* Supplied material
*****

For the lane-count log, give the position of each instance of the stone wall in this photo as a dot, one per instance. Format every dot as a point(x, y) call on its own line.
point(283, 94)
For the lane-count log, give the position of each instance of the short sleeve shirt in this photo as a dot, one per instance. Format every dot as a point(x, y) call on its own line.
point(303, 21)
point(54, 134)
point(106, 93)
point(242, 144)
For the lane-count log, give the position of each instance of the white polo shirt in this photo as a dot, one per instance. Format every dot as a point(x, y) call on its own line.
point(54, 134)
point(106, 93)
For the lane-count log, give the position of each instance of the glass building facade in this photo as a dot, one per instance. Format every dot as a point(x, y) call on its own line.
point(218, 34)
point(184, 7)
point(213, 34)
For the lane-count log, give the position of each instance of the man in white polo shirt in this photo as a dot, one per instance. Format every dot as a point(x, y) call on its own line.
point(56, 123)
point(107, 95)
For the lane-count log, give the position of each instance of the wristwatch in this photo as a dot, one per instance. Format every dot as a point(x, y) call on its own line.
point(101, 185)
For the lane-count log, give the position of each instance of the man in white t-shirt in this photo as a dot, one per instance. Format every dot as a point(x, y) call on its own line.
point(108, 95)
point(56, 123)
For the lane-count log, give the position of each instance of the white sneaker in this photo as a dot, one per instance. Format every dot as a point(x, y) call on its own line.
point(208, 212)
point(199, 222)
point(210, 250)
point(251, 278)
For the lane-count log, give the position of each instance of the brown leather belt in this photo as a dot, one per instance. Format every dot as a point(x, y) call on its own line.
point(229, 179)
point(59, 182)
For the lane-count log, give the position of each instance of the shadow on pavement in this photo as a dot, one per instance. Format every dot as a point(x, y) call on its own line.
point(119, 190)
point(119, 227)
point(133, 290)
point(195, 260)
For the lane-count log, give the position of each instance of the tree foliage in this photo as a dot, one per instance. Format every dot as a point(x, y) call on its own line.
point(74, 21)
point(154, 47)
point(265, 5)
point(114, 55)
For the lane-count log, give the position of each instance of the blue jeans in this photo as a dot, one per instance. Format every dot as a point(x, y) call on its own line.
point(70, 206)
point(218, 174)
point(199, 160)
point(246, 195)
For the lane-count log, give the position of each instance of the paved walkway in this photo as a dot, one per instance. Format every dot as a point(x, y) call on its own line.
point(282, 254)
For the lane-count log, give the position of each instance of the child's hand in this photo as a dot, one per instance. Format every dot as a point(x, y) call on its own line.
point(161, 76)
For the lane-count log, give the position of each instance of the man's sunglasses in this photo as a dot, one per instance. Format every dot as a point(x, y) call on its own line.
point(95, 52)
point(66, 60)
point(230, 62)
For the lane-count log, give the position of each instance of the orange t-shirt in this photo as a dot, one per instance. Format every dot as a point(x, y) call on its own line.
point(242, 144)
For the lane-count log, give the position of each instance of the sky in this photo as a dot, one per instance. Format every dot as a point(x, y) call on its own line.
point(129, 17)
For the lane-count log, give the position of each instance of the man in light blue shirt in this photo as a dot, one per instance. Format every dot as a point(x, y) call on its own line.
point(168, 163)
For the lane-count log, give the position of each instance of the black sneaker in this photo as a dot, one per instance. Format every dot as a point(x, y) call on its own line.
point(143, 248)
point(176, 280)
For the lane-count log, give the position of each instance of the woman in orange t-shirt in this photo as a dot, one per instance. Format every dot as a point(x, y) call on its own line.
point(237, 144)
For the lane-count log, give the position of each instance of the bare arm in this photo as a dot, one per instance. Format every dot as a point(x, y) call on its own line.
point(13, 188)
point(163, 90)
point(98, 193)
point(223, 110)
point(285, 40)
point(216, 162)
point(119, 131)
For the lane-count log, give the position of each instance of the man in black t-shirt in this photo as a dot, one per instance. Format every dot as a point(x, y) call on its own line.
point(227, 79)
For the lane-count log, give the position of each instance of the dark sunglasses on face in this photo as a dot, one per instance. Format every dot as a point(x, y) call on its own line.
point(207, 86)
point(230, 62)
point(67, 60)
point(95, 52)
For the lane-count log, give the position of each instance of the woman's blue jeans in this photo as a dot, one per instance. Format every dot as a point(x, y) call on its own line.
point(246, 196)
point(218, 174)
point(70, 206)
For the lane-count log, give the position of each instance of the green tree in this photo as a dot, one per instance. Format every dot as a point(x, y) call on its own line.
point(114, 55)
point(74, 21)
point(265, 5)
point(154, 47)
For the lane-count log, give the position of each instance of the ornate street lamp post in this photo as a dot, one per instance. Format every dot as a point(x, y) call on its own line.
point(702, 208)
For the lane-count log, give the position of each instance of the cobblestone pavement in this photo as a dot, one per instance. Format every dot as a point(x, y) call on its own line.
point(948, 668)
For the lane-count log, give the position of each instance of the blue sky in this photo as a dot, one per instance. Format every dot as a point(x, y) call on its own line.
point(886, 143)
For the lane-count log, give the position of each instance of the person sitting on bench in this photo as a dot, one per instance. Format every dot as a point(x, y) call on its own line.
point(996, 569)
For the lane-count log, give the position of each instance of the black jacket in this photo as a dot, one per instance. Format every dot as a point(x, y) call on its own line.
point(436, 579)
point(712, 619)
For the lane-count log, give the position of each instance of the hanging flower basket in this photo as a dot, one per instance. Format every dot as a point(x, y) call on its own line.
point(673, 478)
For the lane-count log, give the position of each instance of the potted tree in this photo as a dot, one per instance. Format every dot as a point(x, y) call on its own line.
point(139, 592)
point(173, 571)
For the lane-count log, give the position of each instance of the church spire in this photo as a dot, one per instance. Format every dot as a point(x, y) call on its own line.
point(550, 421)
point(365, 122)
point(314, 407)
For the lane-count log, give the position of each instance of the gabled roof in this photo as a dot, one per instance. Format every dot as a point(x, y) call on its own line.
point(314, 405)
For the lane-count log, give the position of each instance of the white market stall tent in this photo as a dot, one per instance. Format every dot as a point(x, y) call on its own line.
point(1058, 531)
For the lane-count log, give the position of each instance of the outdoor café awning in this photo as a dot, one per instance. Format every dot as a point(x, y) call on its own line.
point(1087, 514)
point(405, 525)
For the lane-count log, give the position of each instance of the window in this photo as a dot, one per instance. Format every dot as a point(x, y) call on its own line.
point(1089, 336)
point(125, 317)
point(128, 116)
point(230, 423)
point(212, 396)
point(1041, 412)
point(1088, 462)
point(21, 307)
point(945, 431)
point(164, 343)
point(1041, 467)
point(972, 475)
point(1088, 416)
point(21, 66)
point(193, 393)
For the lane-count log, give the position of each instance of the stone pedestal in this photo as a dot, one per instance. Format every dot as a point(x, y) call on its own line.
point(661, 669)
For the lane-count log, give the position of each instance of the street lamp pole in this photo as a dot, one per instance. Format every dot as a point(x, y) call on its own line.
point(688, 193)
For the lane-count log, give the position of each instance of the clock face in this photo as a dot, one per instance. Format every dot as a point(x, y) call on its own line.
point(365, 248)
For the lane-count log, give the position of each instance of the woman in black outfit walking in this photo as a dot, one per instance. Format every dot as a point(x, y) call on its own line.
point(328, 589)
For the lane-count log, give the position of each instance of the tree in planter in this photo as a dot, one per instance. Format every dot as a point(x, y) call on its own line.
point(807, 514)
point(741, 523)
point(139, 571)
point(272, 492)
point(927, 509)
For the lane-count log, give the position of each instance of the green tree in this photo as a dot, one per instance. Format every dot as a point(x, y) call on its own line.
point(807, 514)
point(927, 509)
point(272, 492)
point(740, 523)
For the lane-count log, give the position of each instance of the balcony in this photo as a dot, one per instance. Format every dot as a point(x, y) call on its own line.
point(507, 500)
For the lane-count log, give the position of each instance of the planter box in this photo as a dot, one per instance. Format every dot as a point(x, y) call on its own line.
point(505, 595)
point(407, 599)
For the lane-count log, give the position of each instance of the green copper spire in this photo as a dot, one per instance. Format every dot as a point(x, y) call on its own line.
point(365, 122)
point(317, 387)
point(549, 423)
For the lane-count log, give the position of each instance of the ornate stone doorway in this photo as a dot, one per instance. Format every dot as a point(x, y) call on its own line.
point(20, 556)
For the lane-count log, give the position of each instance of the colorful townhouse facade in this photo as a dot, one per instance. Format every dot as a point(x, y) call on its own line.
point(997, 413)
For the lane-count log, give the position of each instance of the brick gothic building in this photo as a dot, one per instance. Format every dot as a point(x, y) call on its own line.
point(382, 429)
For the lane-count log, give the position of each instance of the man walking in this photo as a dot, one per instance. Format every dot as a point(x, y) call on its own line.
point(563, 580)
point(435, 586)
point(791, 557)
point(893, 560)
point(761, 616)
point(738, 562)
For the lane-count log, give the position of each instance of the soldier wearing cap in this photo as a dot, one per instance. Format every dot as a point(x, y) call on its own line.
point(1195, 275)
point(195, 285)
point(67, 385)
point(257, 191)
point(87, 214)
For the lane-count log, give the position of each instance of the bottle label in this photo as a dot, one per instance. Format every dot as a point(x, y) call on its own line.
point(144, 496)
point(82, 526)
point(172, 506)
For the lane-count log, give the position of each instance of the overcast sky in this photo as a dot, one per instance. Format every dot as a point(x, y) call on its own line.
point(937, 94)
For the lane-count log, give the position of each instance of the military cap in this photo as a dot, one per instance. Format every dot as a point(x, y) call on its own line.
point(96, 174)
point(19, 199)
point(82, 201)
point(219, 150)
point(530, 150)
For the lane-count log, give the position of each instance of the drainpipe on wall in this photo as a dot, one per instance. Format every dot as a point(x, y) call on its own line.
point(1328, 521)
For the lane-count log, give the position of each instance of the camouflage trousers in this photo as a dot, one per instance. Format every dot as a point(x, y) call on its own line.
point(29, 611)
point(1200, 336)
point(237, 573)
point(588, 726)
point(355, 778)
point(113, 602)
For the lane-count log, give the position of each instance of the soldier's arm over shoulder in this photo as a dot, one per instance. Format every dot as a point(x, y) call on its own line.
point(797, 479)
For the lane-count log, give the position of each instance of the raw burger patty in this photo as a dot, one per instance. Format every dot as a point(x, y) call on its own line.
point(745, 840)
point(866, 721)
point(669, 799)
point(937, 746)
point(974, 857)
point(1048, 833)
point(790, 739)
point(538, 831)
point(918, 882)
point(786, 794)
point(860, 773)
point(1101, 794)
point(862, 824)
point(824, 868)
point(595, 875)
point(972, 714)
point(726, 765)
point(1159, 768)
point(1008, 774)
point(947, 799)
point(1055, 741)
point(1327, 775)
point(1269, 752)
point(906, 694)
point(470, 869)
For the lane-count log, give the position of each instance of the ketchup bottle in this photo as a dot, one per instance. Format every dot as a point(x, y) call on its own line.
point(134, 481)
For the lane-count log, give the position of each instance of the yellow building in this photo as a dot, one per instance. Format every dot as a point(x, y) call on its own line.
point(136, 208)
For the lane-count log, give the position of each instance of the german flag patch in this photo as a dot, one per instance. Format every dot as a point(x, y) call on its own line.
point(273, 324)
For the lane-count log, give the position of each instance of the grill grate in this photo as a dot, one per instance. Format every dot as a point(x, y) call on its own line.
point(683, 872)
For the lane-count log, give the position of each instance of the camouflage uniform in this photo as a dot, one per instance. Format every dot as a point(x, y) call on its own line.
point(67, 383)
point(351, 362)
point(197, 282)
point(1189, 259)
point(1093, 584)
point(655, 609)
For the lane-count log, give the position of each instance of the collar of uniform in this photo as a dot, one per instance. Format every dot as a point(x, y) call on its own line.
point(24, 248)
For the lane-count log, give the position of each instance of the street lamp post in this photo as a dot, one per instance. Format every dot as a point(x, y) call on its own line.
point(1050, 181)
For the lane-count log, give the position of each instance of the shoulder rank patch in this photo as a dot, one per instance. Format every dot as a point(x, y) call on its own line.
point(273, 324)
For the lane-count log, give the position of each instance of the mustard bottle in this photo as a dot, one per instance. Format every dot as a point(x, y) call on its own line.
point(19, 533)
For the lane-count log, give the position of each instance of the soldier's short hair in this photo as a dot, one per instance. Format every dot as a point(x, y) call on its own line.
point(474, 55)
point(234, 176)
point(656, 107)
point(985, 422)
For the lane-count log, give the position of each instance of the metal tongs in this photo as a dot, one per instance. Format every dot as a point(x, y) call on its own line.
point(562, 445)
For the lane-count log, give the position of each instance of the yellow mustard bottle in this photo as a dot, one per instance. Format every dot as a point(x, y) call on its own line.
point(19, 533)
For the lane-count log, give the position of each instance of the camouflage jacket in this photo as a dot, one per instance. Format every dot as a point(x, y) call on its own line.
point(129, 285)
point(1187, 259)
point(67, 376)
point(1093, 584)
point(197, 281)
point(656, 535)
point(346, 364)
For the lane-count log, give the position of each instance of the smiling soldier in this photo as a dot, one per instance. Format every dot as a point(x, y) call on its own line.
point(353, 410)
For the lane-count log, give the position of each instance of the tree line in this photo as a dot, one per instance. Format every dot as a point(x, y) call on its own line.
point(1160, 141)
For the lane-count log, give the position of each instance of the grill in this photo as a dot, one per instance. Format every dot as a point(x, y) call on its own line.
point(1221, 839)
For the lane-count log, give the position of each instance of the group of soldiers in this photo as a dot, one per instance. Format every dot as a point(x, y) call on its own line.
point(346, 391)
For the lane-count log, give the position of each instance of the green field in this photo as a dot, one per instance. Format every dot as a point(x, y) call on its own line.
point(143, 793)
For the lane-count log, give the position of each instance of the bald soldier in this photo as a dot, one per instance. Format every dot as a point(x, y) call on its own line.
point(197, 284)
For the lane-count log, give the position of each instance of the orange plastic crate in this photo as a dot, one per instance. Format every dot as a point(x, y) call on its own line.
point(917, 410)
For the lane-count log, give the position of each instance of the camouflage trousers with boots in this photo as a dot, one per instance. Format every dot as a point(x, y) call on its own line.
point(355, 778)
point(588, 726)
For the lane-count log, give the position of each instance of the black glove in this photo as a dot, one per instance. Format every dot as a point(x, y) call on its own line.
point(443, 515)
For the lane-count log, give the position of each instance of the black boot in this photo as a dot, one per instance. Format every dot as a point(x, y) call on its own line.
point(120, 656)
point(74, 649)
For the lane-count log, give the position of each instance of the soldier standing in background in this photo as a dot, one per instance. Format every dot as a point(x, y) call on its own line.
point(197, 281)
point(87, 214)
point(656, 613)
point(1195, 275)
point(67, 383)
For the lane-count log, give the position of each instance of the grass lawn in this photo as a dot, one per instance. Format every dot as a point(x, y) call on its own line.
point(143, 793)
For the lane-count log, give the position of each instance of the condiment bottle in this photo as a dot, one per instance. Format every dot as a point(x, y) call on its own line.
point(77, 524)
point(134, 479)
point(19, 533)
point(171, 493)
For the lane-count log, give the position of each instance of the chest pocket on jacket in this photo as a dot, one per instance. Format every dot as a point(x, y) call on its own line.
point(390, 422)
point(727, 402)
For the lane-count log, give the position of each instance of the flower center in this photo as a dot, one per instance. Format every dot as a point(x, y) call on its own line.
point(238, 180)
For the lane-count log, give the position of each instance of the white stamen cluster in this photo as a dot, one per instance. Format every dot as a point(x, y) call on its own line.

*****

Reproduce the records above word for word, from the line with "the grill grate" to the line with "point(346, 364)", including both of those lines.

For the lane-count log, give the position of each instance of the grill grate in this photo as a dot, one per instance. Format every dot as a point(x, y) call on its own line.
point(683, 872)
For the lane-count log, give the position of each instance of the camouflage uniform in this photo as a dot, one per instance. Format every dot as a point(x, y) call on its own line.
point(67, 383)
point(351, 362)
point(197, 282)
point(1189, 259)
point(1093, 584)
point(655, 609)
For the lane-count log, give the position of each instance of the collar of uniform in this photo as a dot, one per instance. Format every dot as a point(x, y) call on its own line.
point(24, 248)
For the lane-count log, give the position of each instance of the street lamp post in this photo as a dot, one per instance. Format every dot as a point(x, y) call on its own line.
point(1050, 181)
For the lane-count log, give the position of each instance of the shoulder rank patch in this photo as a dot, one per instance. Format every dot as a point(x, y) call on its own line.
point(273, 324)
For the lane-count log, give the position of each instance of the mustard bottle in this photo as a dot, one per instance. Format every dot as a point(x, y) call on its own line.
point(19, 533)
For the lane-count log, give the position of each instance of the soldier's short hair in this photo as a dot, one per instance. Format every dot as a point(x, y) call on its own line.
point(474, 55)
point(234, 176)
point(656, 107)
point(985, 422)
For the lane-count log, give the position of each instance of the metal tongs in this photo as a dot, one per instance. Format every dot as a point(x, y) call on its own line.
point(562, 445)
For the lane-count log, give the position of each instance of the yellow mustard bottle in this photo as a dot, one per instance. Format every dot as a point(x, y) call on its own line.
point(19, 533)
For the lane-count log, give the position of each instance of the camouflage jacket in this photo as a dot, one per instance. Format every dot as a point(x, y) call on its own line.
point(129, 285)
point(1187, 259)
point(67, 376)
point(1093, 584)
point(197, 281)
point(656, 535)
point(346, 364)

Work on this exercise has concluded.